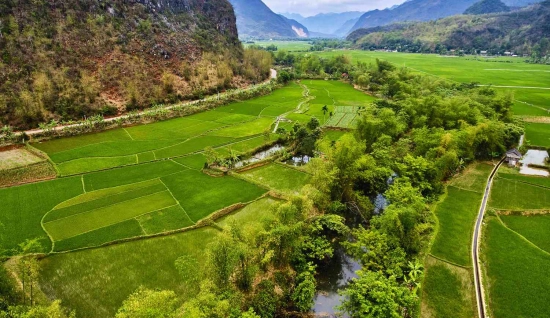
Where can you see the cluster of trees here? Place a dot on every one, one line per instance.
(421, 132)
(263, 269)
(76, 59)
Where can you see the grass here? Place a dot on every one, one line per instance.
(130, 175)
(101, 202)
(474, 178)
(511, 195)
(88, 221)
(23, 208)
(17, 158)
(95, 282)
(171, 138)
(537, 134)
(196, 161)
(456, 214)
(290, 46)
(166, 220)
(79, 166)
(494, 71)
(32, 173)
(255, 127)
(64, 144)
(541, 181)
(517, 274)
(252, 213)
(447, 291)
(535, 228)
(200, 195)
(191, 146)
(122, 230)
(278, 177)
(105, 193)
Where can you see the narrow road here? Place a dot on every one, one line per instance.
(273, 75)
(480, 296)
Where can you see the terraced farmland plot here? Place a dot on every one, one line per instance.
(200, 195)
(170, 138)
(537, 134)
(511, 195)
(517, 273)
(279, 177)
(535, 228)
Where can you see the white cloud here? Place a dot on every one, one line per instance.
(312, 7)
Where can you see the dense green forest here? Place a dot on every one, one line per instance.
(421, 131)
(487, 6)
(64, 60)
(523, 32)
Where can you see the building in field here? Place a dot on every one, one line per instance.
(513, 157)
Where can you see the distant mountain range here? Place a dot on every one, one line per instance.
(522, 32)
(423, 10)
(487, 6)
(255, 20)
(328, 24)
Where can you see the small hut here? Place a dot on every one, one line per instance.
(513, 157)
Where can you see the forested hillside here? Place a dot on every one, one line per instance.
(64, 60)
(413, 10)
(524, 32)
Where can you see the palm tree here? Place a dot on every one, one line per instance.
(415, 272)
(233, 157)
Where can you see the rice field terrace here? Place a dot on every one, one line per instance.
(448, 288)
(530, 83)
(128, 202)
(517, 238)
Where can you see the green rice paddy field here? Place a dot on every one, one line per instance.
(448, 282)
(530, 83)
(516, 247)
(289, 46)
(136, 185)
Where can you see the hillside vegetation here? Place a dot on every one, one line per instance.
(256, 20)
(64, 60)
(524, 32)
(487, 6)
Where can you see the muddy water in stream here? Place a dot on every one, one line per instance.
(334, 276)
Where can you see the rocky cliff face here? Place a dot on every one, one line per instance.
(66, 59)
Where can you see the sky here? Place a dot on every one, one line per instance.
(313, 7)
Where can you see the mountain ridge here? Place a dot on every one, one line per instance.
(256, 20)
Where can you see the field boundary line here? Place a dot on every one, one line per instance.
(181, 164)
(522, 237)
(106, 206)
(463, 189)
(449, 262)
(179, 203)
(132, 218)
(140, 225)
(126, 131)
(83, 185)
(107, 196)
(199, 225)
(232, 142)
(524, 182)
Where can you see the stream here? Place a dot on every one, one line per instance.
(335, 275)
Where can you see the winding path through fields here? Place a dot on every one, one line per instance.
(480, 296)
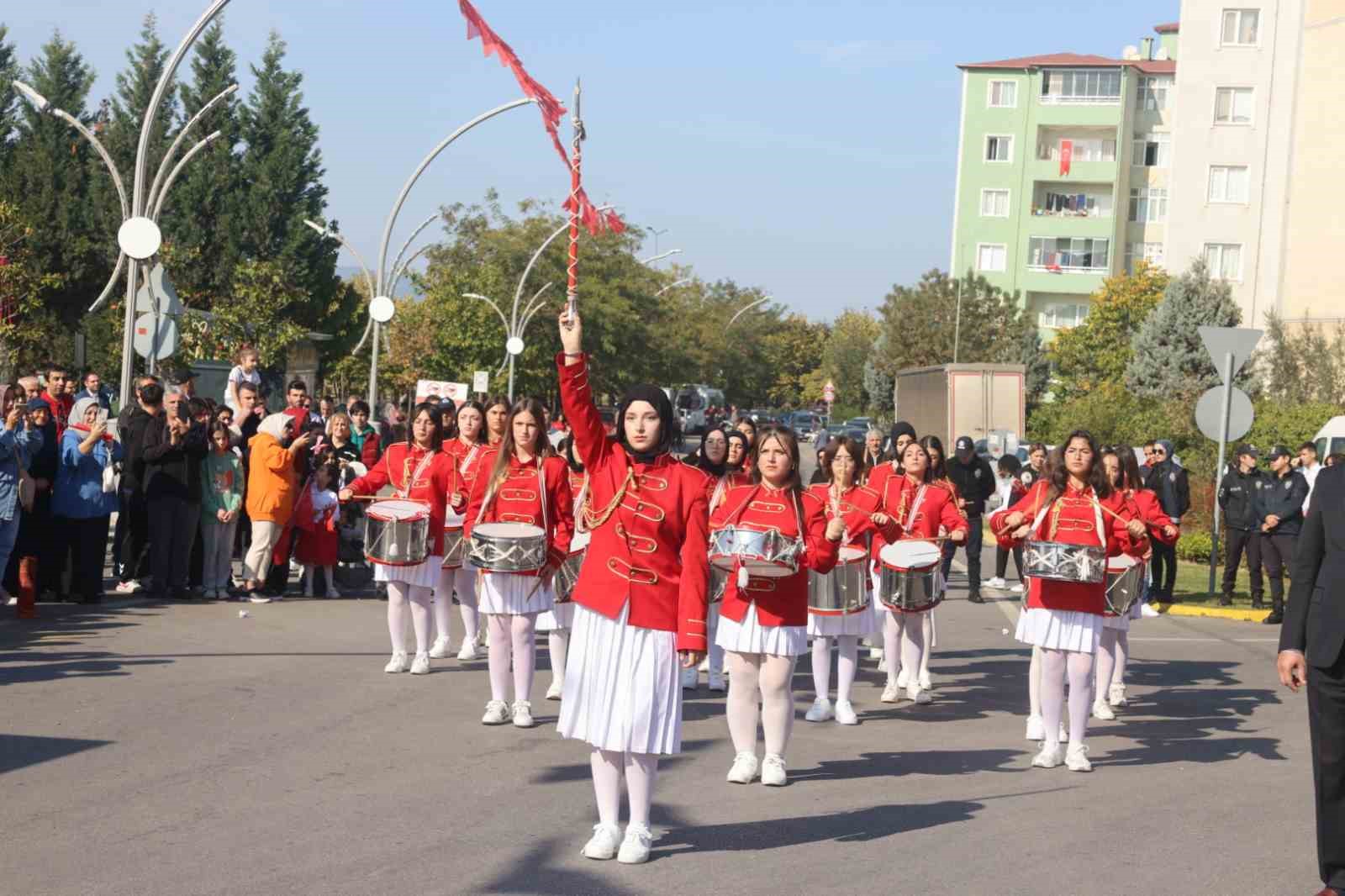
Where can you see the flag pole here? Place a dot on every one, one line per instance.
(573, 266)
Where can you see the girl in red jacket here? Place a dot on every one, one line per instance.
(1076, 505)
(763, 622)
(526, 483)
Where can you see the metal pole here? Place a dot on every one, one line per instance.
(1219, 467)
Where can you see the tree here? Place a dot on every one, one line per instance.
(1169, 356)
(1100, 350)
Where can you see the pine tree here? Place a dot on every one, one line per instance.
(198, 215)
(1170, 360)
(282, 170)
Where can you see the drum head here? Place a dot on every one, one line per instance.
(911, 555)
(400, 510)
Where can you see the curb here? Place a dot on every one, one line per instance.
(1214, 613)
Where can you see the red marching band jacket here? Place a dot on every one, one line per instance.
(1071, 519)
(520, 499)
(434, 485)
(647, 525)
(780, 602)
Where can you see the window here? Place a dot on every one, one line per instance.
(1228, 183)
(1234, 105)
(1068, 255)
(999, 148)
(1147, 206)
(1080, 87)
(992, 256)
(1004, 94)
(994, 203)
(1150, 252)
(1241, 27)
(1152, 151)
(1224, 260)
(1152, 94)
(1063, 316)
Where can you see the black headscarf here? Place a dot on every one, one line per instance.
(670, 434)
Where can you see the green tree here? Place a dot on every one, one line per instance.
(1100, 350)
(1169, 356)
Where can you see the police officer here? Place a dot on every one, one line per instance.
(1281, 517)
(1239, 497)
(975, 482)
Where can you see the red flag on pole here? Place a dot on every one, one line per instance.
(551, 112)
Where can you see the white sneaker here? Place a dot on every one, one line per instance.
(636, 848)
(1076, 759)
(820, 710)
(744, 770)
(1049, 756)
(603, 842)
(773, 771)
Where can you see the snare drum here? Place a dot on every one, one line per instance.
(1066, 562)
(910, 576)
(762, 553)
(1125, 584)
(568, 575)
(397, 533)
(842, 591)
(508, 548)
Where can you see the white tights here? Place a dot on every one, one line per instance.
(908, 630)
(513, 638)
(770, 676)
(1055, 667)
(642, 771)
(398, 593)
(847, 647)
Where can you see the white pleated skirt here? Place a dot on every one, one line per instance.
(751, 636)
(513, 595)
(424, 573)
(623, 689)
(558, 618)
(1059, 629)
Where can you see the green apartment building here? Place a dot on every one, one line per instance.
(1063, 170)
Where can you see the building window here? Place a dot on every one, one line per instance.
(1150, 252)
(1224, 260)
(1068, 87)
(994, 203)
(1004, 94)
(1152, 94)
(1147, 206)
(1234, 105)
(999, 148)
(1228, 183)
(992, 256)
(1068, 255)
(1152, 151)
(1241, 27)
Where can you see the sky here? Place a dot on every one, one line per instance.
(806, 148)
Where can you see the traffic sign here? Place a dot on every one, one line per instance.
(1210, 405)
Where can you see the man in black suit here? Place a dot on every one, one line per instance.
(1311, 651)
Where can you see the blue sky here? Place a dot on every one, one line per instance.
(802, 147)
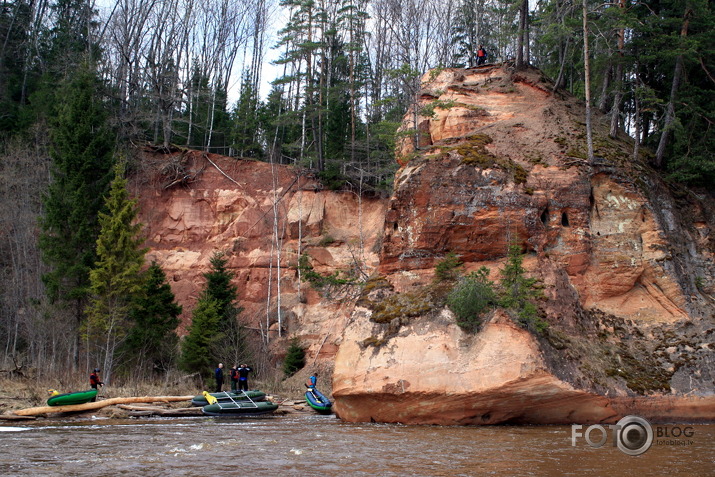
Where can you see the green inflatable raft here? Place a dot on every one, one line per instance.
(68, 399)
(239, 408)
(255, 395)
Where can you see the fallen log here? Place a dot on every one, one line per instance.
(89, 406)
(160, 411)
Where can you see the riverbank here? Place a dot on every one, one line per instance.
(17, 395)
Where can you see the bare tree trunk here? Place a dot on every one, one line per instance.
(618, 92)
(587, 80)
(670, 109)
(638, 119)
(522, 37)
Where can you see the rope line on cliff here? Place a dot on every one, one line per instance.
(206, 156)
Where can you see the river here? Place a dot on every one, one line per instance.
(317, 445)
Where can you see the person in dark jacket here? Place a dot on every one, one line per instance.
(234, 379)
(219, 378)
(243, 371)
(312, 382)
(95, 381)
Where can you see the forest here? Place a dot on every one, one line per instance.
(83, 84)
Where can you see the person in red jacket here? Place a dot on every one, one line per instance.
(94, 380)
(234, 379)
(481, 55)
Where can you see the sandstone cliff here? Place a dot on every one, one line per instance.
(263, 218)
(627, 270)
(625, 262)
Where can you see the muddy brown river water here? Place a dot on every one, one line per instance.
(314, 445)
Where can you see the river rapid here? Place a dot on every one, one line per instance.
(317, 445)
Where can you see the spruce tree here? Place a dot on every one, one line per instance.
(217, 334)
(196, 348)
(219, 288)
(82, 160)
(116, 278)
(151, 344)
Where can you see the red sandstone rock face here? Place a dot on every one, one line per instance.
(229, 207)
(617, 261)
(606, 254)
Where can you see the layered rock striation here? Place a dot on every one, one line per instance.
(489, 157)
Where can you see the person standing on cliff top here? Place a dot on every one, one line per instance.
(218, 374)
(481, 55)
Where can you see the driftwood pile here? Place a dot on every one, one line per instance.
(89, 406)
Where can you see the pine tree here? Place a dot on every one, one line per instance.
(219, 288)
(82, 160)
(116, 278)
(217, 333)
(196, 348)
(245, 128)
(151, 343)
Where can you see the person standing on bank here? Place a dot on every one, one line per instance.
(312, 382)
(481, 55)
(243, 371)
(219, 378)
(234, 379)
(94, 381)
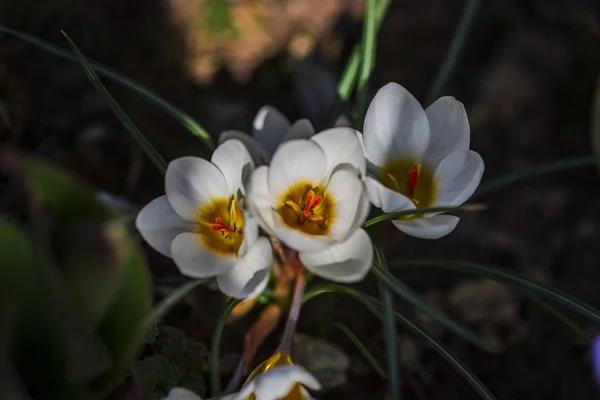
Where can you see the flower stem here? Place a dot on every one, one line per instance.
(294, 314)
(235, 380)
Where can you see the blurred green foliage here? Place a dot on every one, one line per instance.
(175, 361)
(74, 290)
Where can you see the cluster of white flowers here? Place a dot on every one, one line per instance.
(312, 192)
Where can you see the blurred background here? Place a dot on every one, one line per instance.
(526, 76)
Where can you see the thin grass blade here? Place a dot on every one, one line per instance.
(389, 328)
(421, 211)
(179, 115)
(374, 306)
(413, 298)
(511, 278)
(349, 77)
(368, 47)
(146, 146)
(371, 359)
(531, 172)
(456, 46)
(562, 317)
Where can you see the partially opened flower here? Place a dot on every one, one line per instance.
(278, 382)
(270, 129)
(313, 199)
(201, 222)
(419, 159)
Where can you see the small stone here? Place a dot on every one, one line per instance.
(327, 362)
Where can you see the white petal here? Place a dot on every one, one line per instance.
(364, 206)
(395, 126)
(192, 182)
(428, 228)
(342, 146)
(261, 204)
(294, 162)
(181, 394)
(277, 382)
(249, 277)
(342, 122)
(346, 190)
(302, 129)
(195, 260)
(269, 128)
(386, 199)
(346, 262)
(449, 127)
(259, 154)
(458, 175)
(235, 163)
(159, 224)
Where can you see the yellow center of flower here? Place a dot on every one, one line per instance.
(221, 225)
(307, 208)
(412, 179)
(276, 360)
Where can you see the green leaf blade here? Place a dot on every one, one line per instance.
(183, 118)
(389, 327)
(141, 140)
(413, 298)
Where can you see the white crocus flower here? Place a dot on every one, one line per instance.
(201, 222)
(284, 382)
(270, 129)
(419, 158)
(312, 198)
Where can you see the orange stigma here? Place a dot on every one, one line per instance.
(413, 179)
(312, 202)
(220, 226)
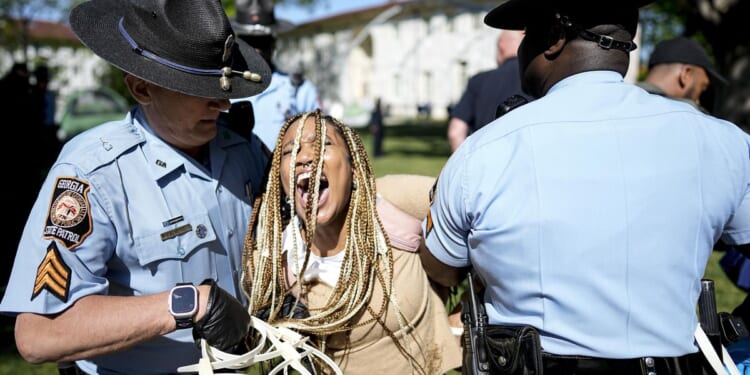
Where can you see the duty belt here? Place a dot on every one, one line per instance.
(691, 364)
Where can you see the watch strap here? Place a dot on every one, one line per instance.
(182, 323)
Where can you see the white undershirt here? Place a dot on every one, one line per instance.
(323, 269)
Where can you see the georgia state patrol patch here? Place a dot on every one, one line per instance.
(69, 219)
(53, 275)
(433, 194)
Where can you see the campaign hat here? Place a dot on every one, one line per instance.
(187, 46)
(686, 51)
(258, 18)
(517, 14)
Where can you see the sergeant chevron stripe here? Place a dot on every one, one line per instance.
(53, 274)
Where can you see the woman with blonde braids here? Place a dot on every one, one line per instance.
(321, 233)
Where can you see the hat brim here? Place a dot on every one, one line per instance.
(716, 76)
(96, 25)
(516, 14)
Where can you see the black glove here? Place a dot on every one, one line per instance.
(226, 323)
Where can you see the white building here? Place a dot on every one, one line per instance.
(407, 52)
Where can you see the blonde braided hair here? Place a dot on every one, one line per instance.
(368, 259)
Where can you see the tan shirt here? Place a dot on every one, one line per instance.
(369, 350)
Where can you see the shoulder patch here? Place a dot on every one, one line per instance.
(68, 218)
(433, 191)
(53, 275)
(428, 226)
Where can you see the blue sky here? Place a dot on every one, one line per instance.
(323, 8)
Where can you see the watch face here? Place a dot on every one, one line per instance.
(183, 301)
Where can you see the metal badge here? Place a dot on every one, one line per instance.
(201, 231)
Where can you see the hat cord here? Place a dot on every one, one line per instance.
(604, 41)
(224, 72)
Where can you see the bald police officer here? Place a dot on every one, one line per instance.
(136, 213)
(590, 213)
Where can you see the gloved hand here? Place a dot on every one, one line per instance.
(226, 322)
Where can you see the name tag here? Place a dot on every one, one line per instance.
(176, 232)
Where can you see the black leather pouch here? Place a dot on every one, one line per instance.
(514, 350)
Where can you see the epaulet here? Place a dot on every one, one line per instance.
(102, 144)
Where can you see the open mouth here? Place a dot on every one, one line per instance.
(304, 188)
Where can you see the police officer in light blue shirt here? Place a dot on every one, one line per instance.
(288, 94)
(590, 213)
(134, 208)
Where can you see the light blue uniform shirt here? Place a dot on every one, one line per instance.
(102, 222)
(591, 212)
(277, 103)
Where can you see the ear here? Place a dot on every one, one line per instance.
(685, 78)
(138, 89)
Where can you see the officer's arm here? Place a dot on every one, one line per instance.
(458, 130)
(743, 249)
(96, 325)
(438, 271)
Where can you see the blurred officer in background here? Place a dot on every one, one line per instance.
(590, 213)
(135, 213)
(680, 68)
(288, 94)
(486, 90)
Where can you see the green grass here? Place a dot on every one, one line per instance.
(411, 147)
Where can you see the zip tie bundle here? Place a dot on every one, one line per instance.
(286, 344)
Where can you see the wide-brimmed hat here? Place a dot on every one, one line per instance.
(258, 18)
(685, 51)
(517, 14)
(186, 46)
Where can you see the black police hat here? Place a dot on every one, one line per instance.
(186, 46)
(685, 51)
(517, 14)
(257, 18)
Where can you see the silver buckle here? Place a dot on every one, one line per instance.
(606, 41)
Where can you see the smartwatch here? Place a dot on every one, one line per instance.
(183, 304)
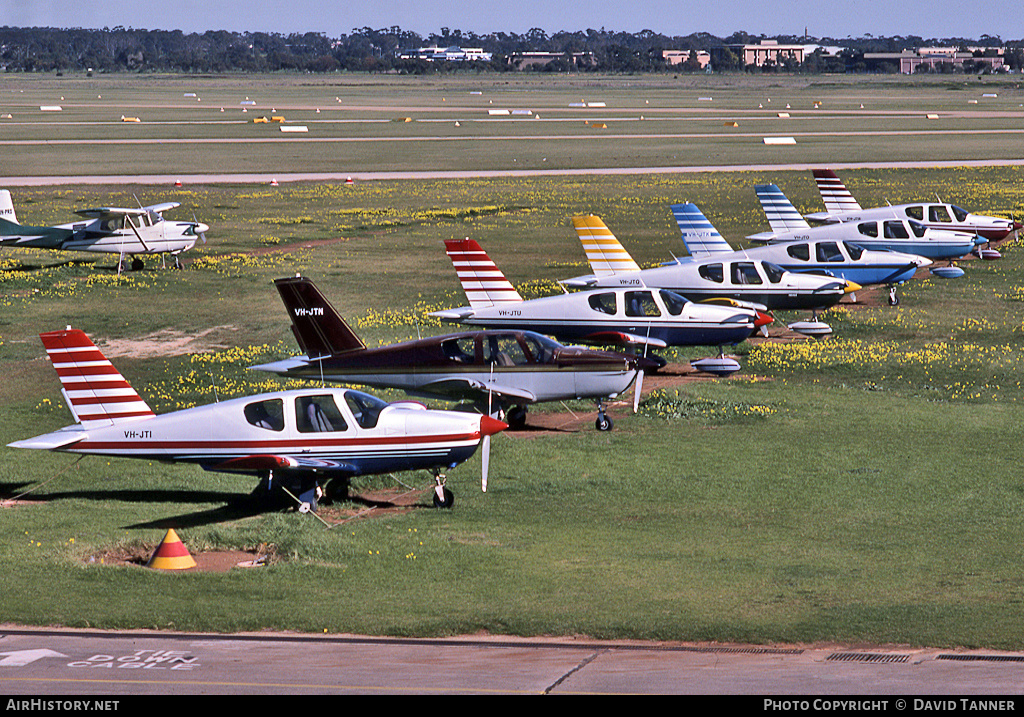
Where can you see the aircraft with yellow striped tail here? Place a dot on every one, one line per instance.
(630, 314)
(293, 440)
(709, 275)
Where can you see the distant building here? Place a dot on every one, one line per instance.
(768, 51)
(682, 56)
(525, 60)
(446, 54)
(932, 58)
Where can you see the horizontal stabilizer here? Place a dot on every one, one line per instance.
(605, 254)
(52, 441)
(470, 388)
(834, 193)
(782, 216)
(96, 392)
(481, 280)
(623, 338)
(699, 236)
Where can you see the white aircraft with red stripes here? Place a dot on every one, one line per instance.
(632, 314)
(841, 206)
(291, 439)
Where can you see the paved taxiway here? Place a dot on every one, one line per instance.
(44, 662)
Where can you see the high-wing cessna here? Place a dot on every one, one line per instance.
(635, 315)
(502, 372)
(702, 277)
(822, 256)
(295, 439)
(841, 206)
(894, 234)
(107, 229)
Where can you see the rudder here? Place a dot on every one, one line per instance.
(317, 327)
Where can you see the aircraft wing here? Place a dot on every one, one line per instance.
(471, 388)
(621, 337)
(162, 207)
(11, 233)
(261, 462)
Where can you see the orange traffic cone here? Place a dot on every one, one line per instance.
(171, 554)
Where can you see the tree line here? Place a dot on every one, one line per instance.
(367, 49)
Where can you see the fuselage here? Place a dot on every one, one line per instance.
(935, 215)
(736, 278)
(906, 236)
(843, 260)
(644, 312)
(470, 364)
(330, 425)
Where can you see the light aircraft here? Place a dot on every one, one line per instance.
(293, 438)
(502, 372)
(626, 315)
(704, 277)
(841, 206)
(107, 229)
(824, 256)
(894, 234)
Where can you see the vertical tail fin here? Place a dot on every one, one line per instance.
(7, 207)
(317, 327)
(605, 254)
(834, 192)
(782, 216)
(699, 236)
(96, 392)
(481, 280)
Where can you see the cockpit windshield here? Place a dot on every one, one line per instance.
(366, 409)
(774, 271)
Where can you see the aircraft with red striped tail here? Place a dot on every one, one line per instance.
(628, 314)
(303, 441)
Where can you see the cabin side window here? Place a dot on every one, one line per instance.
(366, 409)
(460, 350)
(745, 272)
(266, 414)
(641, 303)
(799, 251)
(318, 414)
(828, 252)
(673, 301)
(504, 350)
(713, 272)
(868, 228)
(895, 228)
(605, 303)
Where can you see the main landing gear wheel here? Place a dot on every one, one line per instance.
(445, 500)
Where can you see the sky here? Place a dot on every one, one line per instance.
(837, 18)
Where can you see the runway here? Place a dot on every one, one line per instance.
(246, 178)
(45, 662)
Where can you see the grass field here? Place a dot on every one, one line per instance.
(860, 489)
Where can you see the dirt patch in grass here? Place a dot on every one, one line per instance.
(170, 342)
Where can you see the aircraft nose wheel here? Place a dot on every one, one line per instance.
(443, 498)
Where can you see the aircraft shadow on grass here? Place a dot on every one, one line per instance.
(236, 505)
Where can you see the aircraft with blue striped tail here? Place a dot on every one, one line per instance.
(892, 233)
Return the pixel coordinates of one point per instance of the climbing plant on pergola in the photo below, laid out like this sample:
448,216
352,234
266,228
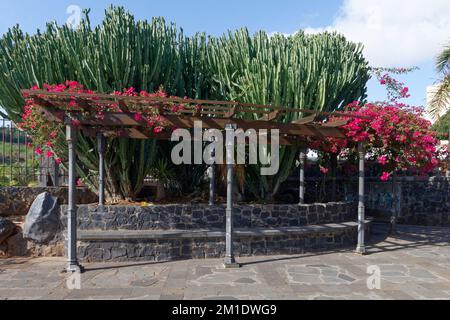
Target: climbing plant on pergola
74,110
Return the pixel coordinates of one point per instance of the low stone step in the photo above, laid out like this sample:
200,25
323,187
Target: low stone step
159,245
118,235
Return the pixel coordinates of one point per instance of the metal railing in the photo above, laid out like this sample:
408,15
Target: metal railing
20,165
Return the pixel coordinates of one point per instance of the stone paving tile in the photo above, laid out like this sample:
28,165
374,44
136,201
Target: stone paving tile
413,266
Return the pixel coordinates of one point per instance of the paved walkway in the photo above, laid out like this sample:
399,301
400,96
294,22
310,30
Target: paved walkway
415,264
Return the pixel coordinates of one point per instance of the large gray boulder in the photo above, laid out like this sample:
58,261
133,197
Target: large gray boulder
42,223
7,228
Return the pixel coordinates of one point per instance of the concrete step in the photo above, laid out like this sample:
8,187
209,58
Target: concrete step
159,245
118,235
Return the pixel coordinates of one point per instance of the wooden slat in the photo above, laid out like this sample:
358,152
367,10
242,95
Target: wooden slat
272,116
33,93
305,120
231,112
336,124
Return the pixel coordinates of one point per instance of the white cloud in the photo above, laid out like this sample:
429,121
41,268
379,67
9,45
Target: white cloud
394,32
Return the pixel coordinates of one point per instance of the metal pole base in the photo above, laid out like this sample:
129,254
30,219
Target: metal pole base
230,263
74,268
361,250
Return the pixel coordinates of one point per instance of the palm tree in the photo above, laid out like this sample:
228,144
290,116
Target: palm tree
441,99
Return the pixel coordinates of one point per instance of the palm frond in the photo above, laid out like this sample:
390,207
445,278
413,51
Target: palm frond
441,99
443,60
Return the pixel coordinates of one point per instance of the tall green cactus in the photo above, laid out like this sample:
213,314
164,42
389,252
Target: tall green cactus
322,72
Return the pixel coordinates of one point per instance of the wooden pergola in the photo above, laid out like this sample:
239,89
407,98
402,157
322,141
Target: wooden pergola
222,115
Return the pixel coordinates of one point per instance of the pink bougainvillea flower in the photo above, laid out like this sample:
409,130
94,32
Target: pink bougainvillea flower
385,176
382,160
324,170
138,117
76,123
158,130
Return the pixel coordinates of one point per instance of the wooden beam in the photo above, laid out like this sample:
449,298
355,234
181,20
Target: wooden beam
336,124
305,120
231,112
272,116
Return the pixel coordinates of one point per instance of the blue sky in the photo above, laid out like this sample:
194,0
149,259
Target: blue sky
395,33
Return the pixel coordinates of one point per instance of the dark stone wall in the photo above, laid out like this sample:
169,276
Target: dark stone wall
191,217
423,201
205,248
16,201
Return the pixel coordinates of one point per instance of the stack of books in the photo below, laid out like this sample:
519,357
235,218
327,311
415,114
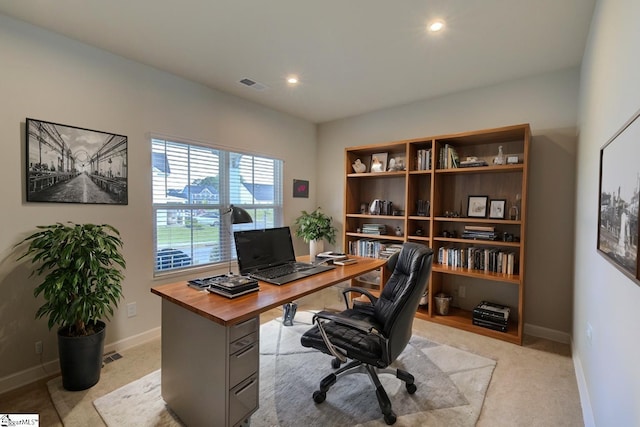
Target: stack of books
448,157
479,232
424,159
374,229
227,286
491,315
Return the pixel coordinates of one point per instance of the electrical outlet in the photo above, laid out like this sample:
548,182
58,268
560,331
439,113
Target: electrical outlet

::::::

## [WHAT TO PRODUCE]
For each line above that includes the word "outlet", make a copy of that line.

## [RESULT OF THIS TASK]
Return the pixel coordinates of one point per instance of the electrical outlet in the photo above, laid out like this sample:
Target: electrical outlet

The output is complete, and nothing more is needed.